Given task 1: Retype the portion of the account of the sea battle off Quiberon below, beginning at the words "a flying enemy, the" and stopping after the words "results more decisive.".

Excerpt to read:
********

Howe, in the Magnanime, was engaged in fierce conflict, meanwhile, with the Thesée, when a sister English
ship, the Montague, was flung by a huge sea on the quarter of Howe's ship, and practically disabled it. The
Torbay, under Captain Keppel, took Howe's place with the Thesée, and both ships had their lower-deck ports
open, so as to fight with their heaviest guns. The unfortunate Frenchman rolled to a great sea; the wide-open
ports dipped, the green water rushed through, quenched the fire of the guns, and swept the sailors from their
quarters. The great ship shivered, rolled over still more wildly, and then, with 700 men, went down like a
stone. The British ship, with better luck and better seamanship, got its ports closed and was saved. Several
French ships by this time had struck, but the sea was too wild to allow them to be taken possession of. Night
was falling fast, the roar of the tempest still deepened, and no less than seven huge French liners, throwing
their guns overboard, ran for shelter across the bar of the Vilaine, the pursuing English following them almost
within reach of the spray flung from the rocks. Hawke then, by signals, brought his fleet to anchor for the
night under the lee of the island of Dumet.
It was a wild night, filled with the thunder of the surf and the shriek of the gale, and all through it, as the
English ships rode, madly straining at their anchors, they could hear the sounds of distress guns. One of the
ships that perished that night was a fine English seventy-four, the Resolution. The morning broke as wild as
the night. To leeward two great line-of-battle ships could be seen on the rocks; but in the very middle of the
English fleet, its masts gone, its hull battered with shot, was the flagship of Conflans, Le Soleil Royal. In the
darkness and tempest of the night the unfortunate Frenchman, all unwitting, had anchored in the very midst of
his foes. As soon as, through the grey and misty light of the November dawn, the English ships were
discovered, Conflans cut his cables and drifted ashore. The Essex, 64 guns, was ordered to pursue her, and her
captain, an impetuous Irishman, obeyed his orders so literally that he too ran ashore, and the Essex became a
total wreck.
"When I consider," Hawke wrote to the Admiralty, "the season of the year, the hard gales on the day of action,

a flying enemy, the shortness of the day, and the coast they were on, I can boldly affirm that all that could
possibly be done has been done." History confirms that judgment. There is no other record of a great sea-fight
fought under conditions so wild, and scarcely any other sea-battle has achieved results more decisive.
Trafalgar itself scarcely exceeds it in the quality of effectiveness. Quiberon saved England from invasion. It
destroyed for the moment the naval power of France. Its political results in France cannot be described here,
but they were of the first importance. The victory gave a new complexion to English naval warfare. Rodney
Deeds that Won the Empire, by W. H. Fitchett 14
and Howe were Hawke's pupils, Nelson himself, who was a post-captain when Hawke died, learned his tactics
in Hawke's school. No sailor ever served England better than Hawke. And yet, such is the irony of human
affairs, that on the very day when Hawke was adding the thunder of his guns to the diapason of surf and
tempest off Quiberon, and crushing the fleet that threatened England with invasion, a London mob was
burning his effigy for having allowed the French to escape his blockade.

********

Given task 2: Offset every bounding-box coordinate in the answers by adding 57 to it, and write out again the entries below from the line that contains "look for limestone" through the end of the entries, with all request text included. Reproduce only those lines.

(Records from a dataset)
********

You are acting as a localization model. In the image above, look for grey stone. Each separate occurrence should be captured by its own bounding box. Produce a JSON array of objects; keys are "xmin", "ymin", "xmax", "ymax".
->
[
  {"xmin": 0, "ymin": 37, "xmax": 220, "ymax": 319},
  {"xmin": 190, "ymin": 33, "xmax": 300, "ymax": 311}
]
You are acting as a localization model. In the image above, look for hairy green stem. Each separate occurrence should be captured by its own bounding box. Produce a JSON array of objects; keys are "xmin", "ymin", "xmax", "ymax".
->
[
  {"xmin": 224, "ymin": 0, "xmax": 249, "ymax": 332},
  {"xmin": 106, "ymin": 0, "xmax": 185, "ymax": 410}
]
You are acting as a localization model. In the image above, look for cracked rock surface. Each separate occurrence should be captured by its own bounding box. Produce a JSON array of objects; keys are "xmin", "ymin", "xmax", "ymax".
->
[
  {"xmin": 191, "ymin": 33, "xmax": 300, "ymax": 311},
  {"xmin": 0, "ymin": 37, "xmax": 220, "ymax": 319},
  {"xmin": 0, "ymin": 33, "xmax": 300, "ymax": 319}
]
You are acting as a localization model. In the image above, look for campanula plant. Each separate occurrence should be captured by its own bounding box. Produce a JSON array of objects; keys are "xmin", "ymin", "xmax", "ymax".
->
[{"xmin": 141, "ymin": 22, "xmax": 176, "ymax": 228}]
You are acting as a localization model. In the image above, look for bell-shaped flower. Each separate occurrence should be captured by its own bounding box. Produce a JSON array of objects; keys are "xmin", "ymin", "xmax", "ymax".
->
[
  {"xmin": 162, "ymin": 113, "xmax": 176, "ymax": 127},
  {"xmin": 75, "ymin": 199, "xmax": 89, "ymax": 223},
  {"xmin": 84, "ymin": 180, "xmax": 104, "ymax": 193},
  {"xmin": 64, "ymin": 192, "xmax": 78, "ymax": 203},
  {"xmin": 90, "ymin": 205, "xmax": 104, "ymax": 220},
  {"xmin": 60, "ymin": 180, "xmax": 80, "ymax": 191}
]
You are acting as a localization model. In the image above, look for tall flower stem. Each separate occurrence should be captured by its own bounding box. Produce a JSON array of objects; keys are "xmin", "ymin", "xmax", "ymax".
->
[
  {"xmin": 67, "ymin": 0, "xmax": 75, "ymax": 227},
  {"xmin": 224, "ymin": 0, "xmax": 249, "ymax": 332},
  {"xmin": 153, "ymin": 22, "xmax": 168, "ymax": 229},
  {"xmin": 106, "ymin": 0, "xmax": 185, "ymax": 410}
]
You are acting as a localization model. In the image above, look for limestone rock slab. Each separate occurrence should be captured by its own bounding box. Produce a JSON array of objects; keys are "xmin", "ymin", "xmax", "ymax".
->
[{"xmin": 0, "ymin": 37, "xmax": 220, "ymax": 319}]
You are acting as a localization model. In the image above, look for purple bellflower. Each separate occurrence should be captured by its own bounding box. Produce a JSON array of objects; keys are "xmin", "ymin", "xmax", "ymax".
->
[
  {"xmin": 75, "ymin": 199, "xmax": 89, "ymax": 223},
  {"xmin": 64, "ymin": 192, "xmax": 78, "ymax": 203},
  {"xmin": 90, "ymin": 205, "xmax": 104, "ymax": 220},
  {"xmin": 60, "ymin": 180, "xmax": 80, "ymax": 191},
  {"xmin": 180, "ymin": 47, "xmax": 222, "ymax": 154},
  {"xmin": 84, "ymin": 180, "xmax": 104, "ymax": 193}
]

********

Expected answer 1:
a flying enemy, the shortness of the day, and the coast they were on, I can boldly affirm that all that could
possibly be done has been done." History confirms that judgment. There is no other record of a great sea-fight
fought under conditions so wild, and scarcely any other sea-battle has achieved results more decisive.

Expected answer 2:
You are acting as a localization model. In the image above, look for limestone rock slab. Each separate occurrence should be captured by its own bounding box. Produce a JSON array of objects; keys are "xmin", "ymin", "xmax", "ymax".
->
[{"xmin": 57, "ymin": 94, "xmax": 277, "ymax": 376}]
You are acting as a localization model. In the image above, look for purple bellflower. Each separate occurrence should be captured by its own bounding box. Produce a JSON array of objects; keys are "xmin", "ymin", "xmax", "ymax".
->
[
  {"xmin": 132, "ymin": 256, "xmax": 146, "ymax": 280},
  {"xmin": 121, "ymin": 249, "xmax": 135, "ymax": 260},
  {"xmin": 147, "ymin": 262, "xmax": 161, "ymax": 277},
  {"xmin": 117, "ymin": 237, "xmax": 137, "ymax": 248},
  {"xmin": 237, "ymin": 104, "xmax": 279, "ymax": 211},
  {"xmin": 141, "ymin": 237, "xmax": 161, "ymax": 250}
]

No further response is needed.